--- begin Text passage ---

Saturday, October 6, 2007

From the Archive: "Troy: Director's Cut" HD-DVD Review


Welcome to The Archive, a comprehensive collection of reviews dating back to 2007, originally written for The Denver Post’s YourHub.Com website and print edition!  In the archive, you’ll find hundreds of movie, DVD, Blu-Ray, and TV reviews, along with other special features.  You can access the complete Archive Collection by clicking here, and read about the archive project by clicking here. 

And yes, you read the headline right, this is indeed an HD-DVD review.  Yeah, I know it's weird, but back in the day, I had an HD-DVD player, and even though the format is long since defunct, I thought it would be a fun historical curiosity to put the reviews on the site.  

Continue reading after the jump to access my original review of “Troy: Director's Cut” on HD-DVD.


From the Jonathan R. Lack Review Archives:
“Troy: Director's Cut”
HD-DVD Review originally published October 6th, 2007

In 2004, German Director Wolfgang Peterson released Troy, a film that went mostly unnoticed here in the States (except for some negative bashing from critics), but made 400 million dollars in the overseas market.  Because of its huge worldwide success, Warner Bros. has let Director Wolfgang Peterson go back and re-cut the film to be more in line with his vision, and like many Director’s Cuts of historical epics, the result is a much richer, fuller experience.

Troy tells the story of the Trojan War, focusing mainly on the Greek hero, Achilles (Brad Pitt), who comes to Troy so that his name will live on in glory for eternity, and on Hector (Eric Bana) and Paris (Orlando Bloom), two Trojan princes.  Hector is to the Trojans what Achilles is to the Greeks, and Paris...Paris is a wuss who starts the whole war by stealing away Helen of Sparta from her unruly husband Menelaus, to come back to Troy with him.  But Menelaus’s brother is King Agamemnon (Brian Cox), who has conquered all of Greece and has had his eye on Troy for years.  By pretending he’s going to Troy to get Helen back, Agamemnon and the Greeks wage war on Troy, one that ends in tragedy.

The film’s greatest strength is that is not trying to be a stringent adaptation of Homer’s The Iliad.  It tries to present the Torjan War as if it really did happen, and they do this by not making the Gods characters.  The characters speak of and worship the Gods, but no longer do the Gods influence the war.  Because of this, it feels like you are watching a real war that could have actually happened.  Things are changed around further than that, too, but it’s for the purpose of entertainment.  What Homer originally sung and told is probably not exactly the same as in the versions of The Iliad we have today; Mythology is always changing. 

The battle scenes are riveting and excellent, and the Director’s Cut adds to this by making the violence more intense.  I’m not a guy who likes movies because of their gore content, but the added blood and violence does help the film.  In the theatrical cut, everything was very shaky because whenever someone was going to get speared, the camera just cut away to another shot.  The added violence really just makes the film more intense and real.

--- end Text passage ---
--- begin Dataset rows ---

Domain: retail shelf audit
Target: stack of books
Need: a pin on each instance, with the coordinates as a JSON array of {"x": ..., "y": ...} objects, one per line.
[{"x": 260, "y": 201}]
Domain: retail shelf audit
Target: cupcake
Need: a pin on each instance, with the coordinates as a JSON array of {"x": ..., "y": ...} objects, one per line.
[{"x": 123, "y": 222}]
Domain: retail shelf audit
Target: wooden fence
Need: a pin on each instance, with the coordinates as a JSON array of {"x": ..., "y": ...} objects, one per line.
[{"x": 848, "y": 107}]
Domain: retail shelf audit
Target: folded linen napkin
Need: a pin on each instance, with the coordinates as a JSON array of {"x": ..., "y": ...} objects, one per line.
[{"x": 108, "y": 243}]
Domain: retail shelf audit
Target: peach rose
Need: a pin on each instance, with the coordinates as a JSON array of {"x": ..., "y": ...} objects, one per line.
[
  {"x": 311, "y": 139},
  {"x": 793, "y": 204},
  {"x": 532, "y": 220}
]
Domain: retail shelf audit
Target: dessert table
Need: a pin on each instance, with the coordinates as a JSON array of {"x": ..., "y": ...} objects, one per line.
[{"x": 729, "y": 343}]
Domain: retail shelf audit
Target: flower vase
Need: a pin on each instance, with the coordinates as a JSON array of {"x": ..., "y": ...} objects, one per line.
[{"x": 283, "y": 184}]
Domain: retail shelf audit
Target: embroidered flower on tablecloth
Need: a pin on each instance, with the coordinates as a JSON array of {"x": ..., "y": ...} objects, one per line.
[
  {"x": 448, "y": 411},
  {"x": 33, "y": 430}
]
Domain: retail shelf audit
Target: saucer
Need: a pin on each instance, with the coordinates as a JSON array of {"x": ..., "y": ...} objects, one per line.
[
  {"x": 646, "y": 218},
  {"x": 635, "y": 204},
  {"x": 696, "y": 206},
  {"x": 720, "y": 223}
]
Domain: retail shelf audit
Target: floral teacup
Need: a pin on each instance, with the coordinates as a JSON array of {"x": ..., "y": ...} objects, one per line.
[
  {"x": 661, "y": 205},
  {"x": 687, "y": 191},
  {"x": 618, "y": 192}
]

--- end Dataset rows ---

## [Problems to solve]
1) In the Troy review, how much money did the film make in the overseas market?
2) Render this sentence from the Troy review in Spanish: "The battle scenes are riveting and excellent, and the Director’s Cut adds to this by making the violence more intense."
3) Write what follows the last sentence of the Troy review.

## [Answers to the problems]
1) 400 million dollars.

2) Las escenas de batalla son cautivadoras y excelentes, y la versión del director potencia esto al hacer la violencia más intensa.

3)
Brad Pitt, as Achilles, gives his finest performance to date.  He definitely makes you believe that this guy was real, the best warrior who ever lived.  He also makes the role more human, and grounds the whole movie in reality.  His counterpart in Hector is also played very well by Eric Bana, who, although he doesn’t look or feel as strong, is very human, very smart, and the perfect match for cold Achilles. 

Orlando Bloom gives a mediocre performance as Paris.  I don’t ever really understand why he loved Helen enough to start a war.  Their love isn’t very well developed, but that’s more an inherent problem with the script than with the acting.  He definitely plays Paris as a wuss, but that helps the film overall. 

Brian Cox as Agamemnon plays another wicked character, and as always, pulls it off in the most evil way possible.  Peter O-Toole shines as King Priam, reminding us how good an actor he is, even in old age.

The Director’s Cut is definitely an improvement over the theatrical version, though the difference isn’t as vast as the Kingdom of Heaven Director’s Cut, which turned a mediocre film to one of my favorite movies of all time.  What the Director’s Cut of Troy does, mostly, is make the film seem more real.  The characters discuss the gods more, showing their religion in a more realistic light.  The violence is enhanced, making the battle scenes more vivid.  There are added scenes throughout that help with the character development, and the entire picture has been brightened considerably from the theatrical cut, which had a very dark color scheme.  On HD-DVD, this shows incredibly well.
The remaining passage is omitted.